The history of Kettle began in 2001 when Matt Caster, Pentaho Data Integration's chief architect and creator of Kettle, was working as a BI consultant. He had the idea of writing his own ETL tool to have a better and cheaper way to transfer data from one place to another. He was looking for a different solution, something that was better than inventing ugly data warehouse solutions written in PL/SQL, VB, or Shell scripts. He spent two years doing a thorough analysis of the problem. Because he was busy all the time with his work as a consultant, he worked on this project either during the weekends or at night. After this phase, he came out with a set of analyses documents and a couple of test programs written in C. He was not fully satisfied with what he got, so by early 2003, he started looking towards Java and continued his work on the product on this platform that, in those years, was gaining more traction in the market. So by the mid of 2003, the first version of the ETL design tool named Stir (which is now called Spoon) came to life.
It is interesting to see a screenshot of how things were then:
Stir featured a big X on the graphical view, and the log view was not working and neither were most step dialogs; but, it is useful for you to understand what the starting point of this adventure was. A certain number of other releases came out, each with a different set of new features or bugs fixed.

——

# Short problem
Return the stretch of the passage on Kettle's early history from "It is interesting" through "or bugs fixed.", word for word. The lines below were taken from a different source.

[Region annotation lines]
——

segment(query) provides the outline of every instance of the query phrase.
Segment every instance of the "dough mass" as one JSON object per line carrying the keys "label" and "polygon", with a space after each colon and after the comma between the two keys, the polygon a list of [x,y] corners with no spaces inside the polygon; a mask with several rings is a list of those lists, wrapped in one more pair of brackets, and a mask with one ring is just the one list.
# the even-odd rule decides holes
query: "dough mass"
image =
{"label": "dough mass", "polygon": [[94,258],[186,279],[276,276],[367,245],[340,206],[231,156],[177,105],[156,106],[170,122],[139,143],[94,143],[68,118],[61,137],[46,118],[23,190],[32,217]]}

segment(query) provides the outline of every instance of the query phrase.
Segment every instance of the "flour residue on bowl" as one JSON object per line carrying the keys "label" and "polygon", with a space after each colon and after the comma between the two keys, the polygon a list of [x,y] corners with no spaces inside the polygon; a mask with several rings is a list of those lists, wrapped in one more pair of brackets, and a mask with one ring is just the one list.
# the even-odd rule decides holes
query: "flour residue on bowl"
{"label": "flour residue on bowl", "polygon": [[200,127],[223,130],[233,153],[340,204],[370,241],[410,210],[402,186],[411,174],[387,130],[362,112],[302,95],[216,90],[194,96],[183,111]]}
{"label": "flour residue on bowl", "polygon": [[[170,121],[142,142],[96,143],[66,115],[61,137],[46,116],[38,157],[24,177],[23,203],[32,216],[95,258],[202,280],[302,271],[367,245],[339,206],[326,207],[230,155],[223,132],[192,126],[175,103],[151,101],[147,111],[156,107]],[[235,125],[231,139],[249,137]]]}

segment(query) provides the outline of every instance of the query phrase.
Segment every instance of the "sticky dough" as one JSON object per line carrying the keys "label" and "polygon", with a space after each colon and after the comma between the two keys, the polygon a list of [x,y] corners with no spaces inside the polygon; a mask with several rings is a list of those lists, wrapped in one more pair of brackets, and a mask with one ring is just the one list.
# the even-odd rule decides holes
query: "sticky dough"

——

# In response
It is interesting to see a screenshot of how things were then:
Stir featured a big X on the graphical view, and the log view was not working and neither were most step dialogs; but, it is useful for you to understand what the starting point of this adventure was. A certain number of other releases came out, each with a different set of new features or bugs fixed.